SERMON: Our Lord not employing force, but offering choice

Our Lord not employing force, but offering choice.

A sermon preached at St Mary’s Iffley

by Andrew McKearney on 26 August 2018

The story of Jesus feeding a great crowd in the wilderness is one of the most often repeated stories in the gospels. It’s told by all of the gospel writers, and in two of them, Matthew and Mark, it’s told twice! It was clearly one of those stories that lodged itself in people’s memories and was kept alive and retold because of its huge significance. Why else would it be told six times in the gospels!

 

And certainly Saint John in his gospel gives it his full attention! He starts his long sixth chapter with the feeding of the 5,000 and then spends the rest of the chapter doing what he always does – inviting us to go deeper, to plumb the theological and spiritual depths, to dig for the treasure implicit in this story.

 

So in his hands the feeding of the 5,000 leads to some monumental sayings of Christ that we’ve been listening to over the last five weeks:

‘The bread of God is that which comes down from heaven and gives life to the world.’
‘I am the bread of life. Whoever comes to me will never be hungry, and whoever believes in me will never be thirsty.’
I am the living bread that came down from heaven.Whoever eats of this bread will live for ever; and thebread that I will give for the life of the world is my flesh.’

 

People have reacted!

Location labeling records:
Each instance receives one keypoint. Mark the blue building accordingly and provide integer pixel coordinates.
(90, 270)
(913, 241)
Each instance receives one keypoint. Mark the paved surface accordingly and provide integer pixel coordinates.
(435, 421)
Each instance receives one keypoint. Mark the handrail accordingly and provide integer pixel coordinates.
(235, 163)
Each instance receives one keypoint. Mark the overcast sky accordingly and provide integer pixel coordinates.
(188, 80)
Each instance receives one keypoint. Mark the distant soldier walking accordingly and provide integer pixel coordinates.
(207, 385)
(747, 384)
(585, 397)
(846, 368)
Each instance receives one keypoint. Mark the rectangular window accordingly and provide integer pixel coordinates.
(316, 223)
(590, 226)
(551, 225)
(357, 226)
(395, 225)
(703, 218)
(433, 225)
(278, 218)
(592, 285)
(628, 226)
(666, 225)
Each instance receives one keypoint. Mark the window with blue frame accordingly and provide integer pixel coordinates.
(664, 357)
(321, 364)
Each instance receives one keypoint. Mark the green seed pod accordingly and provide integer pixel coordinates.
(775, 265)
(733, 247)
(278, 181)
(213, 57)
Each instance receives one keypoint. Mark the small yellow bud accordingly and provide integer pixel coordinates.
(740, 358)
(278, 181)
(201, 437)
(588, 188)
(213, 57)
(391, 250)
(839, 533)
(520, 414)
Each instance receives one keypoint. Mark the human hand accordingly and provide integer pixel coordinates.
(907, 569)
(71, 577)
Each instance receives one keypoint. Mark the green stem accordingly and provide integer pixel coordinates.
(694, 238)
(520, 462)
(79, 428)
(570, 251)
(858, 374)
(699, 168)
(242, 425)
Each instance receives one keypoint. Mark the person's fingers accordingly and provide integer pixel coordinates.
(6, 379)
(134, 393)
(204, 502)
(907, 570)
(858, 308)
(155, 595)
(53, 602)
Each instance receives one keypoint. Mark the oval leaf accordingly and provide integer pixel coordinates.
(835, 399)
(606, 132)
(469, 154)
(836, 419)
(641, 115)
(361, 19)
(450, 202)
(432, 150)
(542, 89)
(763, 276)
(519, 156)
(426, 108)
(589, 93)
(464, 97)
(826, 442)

### Problem set
[a] Summarize the sermon in two sentences.
[b] Rewrite the part of the sermon that opens with the words containing "SERMON: Our Lord" and closes with "in the gospels!", substituting "desert" for "wilderness".
Rely on the sermon alone when responding.

### Results of the exercise
[a] The story of Jesus feeding a great crowd in the wilderness is told six times in the gospels, including twice each in Matthew and Mark, a sign of its huge significance. Saint John opens his sixth chapter with the feeding of the 5,000 and spends the rest of it inviting deeper reflection, leading to sayings of Christ such as "I am the bread of life."

[b]
SERMON: Our Lord not employing force, but offering choice

Our Lord not employing force, but offering choice.

A sermon preached at St Mary’s Iffley

by Andrew McKearney on 26 August 2018

The story of Jesus feeding a great crowd in the desert is one of the most often repeated stories in the gospels. It’s told by all of the gospel writers, and in two of them, Matthew and Mark, it’s told twice! It was clearly one of those stories that lodged itself in people’s memories and was kept alive and retold because of its huge significance. Why else would it be told six times in the gospels!